> _Tasks for this exercise_
1. In the passage on the Israeli election, switch "Knesset" to "Israeli parliament" and give back the stretch from "With Ariel Sharon" through "with 8.9 percent." with that change.
2. Rewrite the stretch of the listing from the line containing "Exercise. For every instance of the man's face, find" through the line containing "[(396, 210)]" as a Markdown table with the columns Row and Listing line, one row per line, skipping any blank lines.

> _Excerpt provided_
- - -

With Ariel Sharon still in critical condition, Israelis went to the polling booths on 28 March, more in trickles than in droves, to decide which of the seasoned zionist-fascists on offer would oversee the coming years’ brutality against, and repression of, the Palestinian population.

Although no party was able to win anything like a clear majority, Sharon’s new Kadima – now headed by Ehud Olmert – came out on top, winning just over a fifth of the seats in the Knesset. Next came Labour, with 15.1 percent, followed by Shas, with 9.6 percent, followed by Likud (who dominated the previous administration), with 8.9 percent.

Voter turnout was 62.3 percent, a record low (significantly lower than the 75 percent turnout in the recent Palestinian parliamentary elections, in spite of the array of dirty tactics used by the Israeli state to prevent people voting in the latter).

Olmert – made in Sharon’s mould

Olmert’s credentials for the job of Prime Minister of a maniacal, genocidal, racist state are impeccable. A right winger even in Israeli terms, he is the son of one of the founder members of the Irgun, a Jewish terrorist militia responsible for a number of massacres of Palestinian Arabs (including the notorious Deir Yassin massacre of April 1948). Until the recent formation of Kadima, Olmert had spent his political life as a leading member of the ultra-zionist Likud party. From 1993 until 2003, he was Mayor of Jerusalem; in this position, he spearheaded the drive to surreptitiously increase Israel’s control over East Jerusalem (the Arab area of the city, occupied by Israel since 1967), enforcing demolition orders against Palestinian homes and promoting building projects for Jews.

As you would expect from a ‘hardliner’, he has historically opposed any compromise with the Palestinians, even where such compromise has clearly been in the long-term interests of Israel. For example, he opposed both the 1978 Camp David accords with Egypt and the 1993 Oslo Agreement.

What the Israelis voted for

The Palestinians demonstrated in their recent parliamentary elections that they are frustrated with the so-called peace negotiations, which for some time had yielded nothing but one-way compromises from the Palestinian leadership. Equally, the mood of the Israeli population has been steadily shifting since the commencement of the second Palestinian intifada (uprising), with the question of the occupation becoming more of a ‘pressing issue’ now it’s not just somebody else’s kids dying. A substantial portion of the Israeli population has come to accept that there is no way forward for either side without the establishment of a Palestinian state.

Sharon’s break with the hard-line, right-wing Likud Party and his formation of Kadima reflected an understanding on his part that:

i)    the occupation is losing support in Israel;

ii)    despite Israel’s numerous and desperate attempts, the Palestinian resistance cannot be crushed;

iii)    consequently, the Palestinians will have to be given at least a sop, in order to give Israel some respite and to (hopefully) divide the Palestinians;

iv)    his Likud backers would never go along with giving anything back to the Palestinians.

Sharon’s idea of unilaterally drawing ‘final borders’ is one that had resonance with a significant section of Israeli society. As one voter said: “I believe in the path for peace, and I believe that the Palestinians must have their own land to build their state, and this is why I voted for Kadima." (Cited in BBC News Online)

- - -

> _Provided data_
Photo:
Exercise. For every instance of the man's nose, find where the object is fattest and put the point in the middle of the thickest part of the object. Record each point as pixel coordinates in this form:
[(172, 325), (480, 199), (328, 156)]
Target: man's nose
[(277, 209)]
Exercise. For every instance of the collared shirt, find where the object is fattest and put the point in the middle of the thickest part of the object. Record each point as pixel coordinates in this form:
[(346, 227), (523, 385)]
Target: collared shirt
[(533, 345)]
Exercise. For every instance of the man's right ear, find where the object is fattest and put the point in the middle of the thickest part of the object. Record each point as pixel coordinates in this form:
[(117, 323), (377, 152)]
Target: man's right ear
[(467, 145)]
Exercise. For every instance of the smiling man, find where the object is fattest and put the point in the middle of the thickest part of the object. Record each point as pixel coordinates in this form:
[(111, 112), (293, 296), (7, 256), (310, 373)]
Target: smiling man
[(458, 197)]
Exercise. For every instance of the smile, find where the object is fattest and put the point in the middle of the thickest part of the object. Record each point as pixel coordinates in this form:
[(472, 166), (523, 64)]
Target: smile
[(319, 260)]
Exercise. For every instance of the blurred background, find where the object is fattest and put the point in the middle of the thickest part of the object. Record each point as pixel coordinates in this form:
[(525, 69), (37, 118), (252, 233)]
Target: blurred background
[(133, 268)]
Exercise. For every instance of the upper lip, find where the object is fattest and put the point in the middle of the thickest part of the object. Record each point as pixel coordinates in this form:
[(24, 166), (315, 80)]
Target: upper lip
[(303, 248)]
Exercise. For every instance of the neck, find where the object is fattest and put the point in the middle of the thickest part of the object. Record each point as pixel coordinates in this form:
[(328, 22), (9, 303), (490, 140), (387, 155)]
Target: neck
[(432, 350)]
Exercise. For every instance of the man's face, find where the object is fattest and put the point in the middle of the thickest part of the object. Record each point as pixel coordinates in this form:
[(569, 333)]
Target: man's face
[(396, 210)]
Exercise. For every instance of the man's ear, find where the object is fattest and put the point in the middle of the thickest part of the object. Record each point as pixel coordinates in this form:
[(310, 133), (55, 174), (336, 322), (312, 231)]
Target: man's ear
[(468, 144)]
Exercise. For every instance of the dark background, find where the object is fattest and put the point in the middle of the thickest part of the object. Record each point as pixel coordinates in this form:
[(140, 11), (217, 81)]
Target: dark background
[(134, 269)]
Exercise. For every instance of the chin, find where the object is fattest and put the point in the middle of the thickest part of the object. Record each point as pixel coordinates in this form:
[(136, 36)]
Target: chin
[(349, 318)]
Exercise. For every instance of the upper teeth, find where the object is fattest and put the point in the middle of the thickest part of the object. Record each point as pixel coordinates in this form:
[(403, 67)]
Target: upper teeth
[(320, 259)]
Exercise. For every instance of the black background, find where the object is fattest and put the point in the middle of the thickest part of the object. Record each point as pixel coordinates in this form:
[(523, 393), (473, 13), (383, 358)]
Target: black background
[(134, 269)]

- - -

> _Replies_
1.
With Ariel Sharon still in critical condition, Israelis went to the polling booths on 28 March, more in trickles than in droves, to decide which of the seasoned zionist-fascists on offer would oversee the coming years’ brutality against, and repression of, the Palestinian population.

Although no party was able to win anything like a clear majority, Sharon’s new Kadima – now headed by Ehud Olmert – came out on top, winning just over a fifth of the seats in the Israeli parliament. Next came Labour, with 15.1 percent, followed by Shas, with 9.6 percent, followed by Likud (who dominated the previous administration), with 8.9 percent.

2.
| Row | Listing line |
|---|---|
| 1 | Exercise. For every instance of the man's face, find where the object is fattest and put the point in the middle of the thickest part of the object. Record each point as pixel coordinates in this form: |
| 2 | [(569, 333)] |
| 3 | Target: man's face |
| 4 | [(396, 210)] |